# What to do
Present every line of all the entries below as a Markdown table with the columns Row and Line, numbering each line and leaving out blank lines. Omit the pictures.

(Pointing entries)
^^^^^^^^
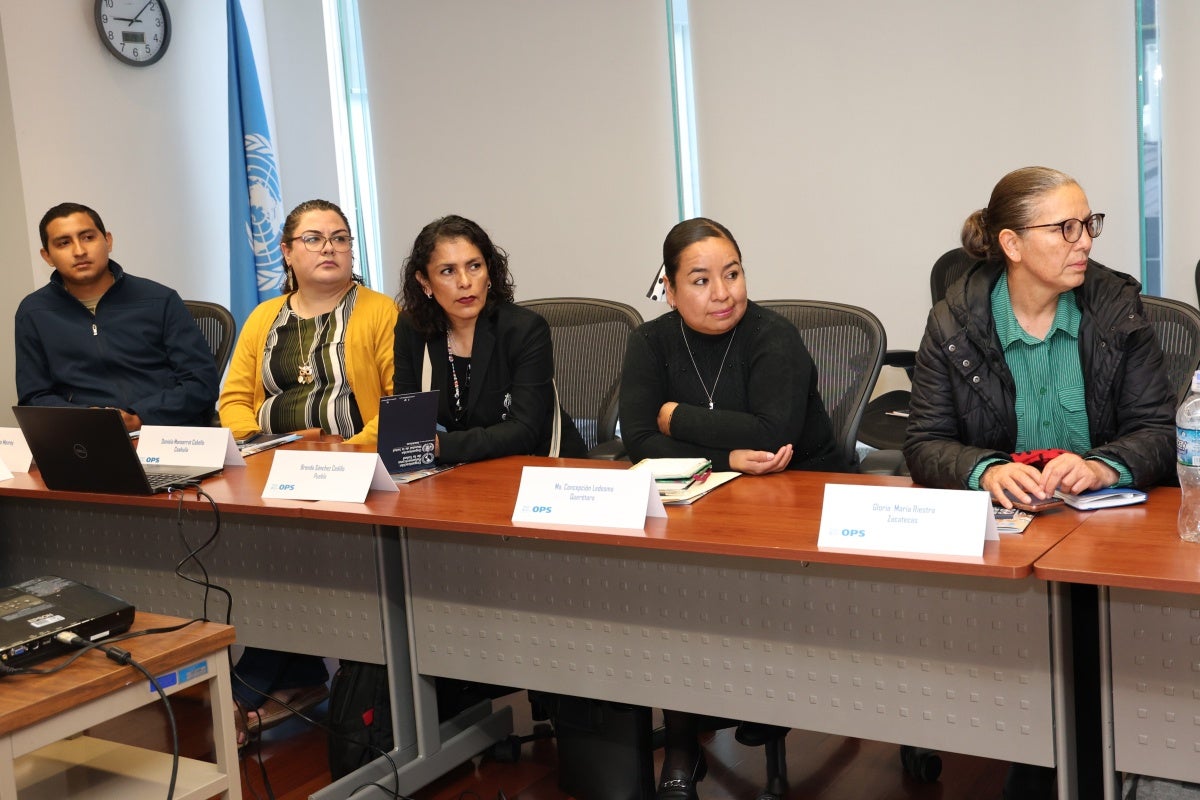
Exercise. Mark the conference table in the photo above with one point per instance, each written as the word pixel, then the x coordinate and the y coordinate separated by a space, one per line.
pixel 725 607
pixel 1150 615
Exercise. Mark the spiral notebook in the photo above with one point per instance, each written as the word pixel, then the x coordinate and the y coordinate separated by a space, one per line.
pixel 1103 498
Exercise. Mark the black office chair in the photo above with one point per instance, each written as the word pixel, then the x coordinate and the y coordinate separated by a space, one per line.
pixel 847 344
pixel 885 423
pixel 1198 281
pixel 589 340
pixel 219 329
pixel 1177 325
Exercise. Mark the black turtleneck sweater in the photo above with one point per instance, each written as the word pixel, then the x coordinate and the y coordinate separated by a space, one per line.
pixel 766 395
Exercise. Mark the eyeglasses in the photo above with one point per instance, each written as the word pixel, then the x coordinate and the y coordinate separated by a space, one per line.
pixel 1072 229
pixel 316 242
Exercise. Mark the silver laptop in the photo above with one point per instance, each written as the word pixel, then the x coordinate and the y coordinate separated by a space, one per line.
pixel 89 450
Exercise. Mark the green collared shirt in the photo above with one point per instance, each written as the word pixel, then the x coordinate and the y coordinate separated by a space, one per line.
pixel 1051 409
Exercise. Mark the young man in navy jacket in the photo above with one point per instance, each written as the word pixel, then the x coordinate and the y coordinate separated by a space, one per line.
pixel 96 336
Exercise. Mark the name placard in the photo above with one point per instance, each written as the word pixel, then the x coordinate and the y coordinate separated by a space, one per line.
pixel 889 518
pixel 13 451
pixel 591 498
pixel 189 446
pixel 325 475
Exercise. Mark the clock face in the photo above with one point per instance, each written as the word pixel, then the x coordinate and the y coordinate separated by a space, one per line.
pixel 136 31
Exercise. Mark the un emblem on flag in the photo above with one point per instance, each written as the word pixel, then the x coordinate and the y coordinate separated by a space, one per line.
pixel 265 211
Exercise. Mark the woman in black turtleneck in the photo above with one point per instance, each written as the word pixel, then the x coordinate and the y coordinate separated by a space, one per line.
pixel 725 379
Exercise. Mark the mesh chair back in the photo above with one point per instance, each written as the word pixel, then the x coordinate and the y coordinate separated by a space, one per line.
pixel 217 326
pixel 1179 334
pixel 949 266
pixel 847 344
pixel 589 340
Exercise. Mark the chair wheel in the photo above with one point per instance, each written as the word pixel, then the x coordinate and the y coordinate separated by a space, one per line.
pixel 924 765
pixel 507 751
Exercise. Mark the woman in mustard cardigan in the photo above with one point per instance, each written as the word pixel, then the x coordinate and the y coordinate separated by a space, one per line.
^^^^^^^^
# Worked answer
| Row | Line |
|---|---|
| 1 | Exercise. Mark the conference table in the photo above with one point per instance, each written as the word pixel, then the x coordinate and the y coordinate separated by a space, one per line. |
| 2 | pixel 725 607 |
| 3 | pixel 1150 615 |
| 4 | Exercise. Mark the spiral notebook in the photo above with one point per instance, each written as the word pixel, then the x coordinate and the y coordinate separated by a space, one per line. |
| 5 | pixel 1103 498 |
| 6 | Exercise. Mark the black office chair in the photo above with one point per instance, each written as the word pixel, then the x coordinate and the y coordinate separated by a space, one per line. |
| 7 | pixel 847 344 |
| 8 | pixel 885 423 |
| 9 | pixel 1198 281 |
| 10 | pixel 589 340 |
| 11 | pixel 219 329 |
| 12 | pixel 1177 325 |
| 13 | Exercise. Mark the black turtleneck sweater in the photo above with one point per instance, each written as the word pixel, then the x coordinate and the y coordinate separated by a space, one per line. |
| 14 | pixel 766 395 |
| 15 | Exercise. Mark the eyeglasses in the photo above with one point per instance, each written as the word pixel, then the x coordinate and the y coordinate separated by a space, one per line. |
| 16 | pixel 1072 229 |
| 17 | pixel 316 242 |
| 18 | Exercise. Mark the silver laptop in the photo above with one point per instance, each written as the word pixel, then the x coordinate and the y coordinate separated by a space, one per line. |
| 19 | pixel 89 450 |
| 20 | Exercise. Mark the green collared shirt in the photo above with one point per instance, each written as the word pixel, then the x coordinate and the y coordinate separated by a space, one per line. |
| 21 | pixel 1051 409 |
| 22 | Exercise. Mark the young man in navy jacket in the photo above with one point per instance, each written as the word pixel, then the x coordinate and the y coordinate separated by a space, one per line. |
| 23 | pixel 96 336 |
| 24 | Exercise. Mark the name placard in the photo above with one point per instance, each written as the word pixel, then the x coordinate and the y coordinate separated by a space, one per line. |
| 25 | pixel 889 518 |
| 26 | pixel 13 451 |
| 27 | pixel 591 498 |
| 28 | pixel 189 446 |
| 29 | pixel 325 475 |
| 30 | Exercise. Mark the clock face in the photo above with one point per instance, each written as the word pixel, then the x coordinate and the y coordinate separated by a space, one per line. |
| 31 | pixel 136 31 |
| 32 | Exercise. Mark the un emblem on flag in the photo above with one point per instance, each written as the word pixel, then the x coordinate and the y coordinate separated by a space, one per line. |
| 33 | pixel 265 211 |
| 34 | Exercise. Mark the woman in black turtleneck in the photo above with one point per instance, each written as the word pixel, then the x coordinate and the y coordinate separated by a space, one per line. |
| 35 | pixel 725 379 |
| 36 | Exercise. Mark the mesh chair back in the photo above with one point per instance, each written as the word pixel, then the x coordinate and the y coordinate separated by a space, one per line. |
| 37 | pixel 217 326 |
| 38 | pixel 1179 334 |
| 39 | pixel 949 266 |
| 40 | pixel 847 344 |
| 41 | pixel 589 340 |
| 42 | Exercise. Mark the chair wheel in the photo above with one point per instance, each written as the word pixel, then the x coordinate and the y coordinate separated by a space, one per line. |
| 43 | pixel 924 765 |
| 44 | pixel 507 751 |
| 45 | Exercise. Mark the woman in mustard cardigan in the photo above with one point per instance, each written as the word pixel, then the x coordinate and the y coordinate separated by a space, one per line. |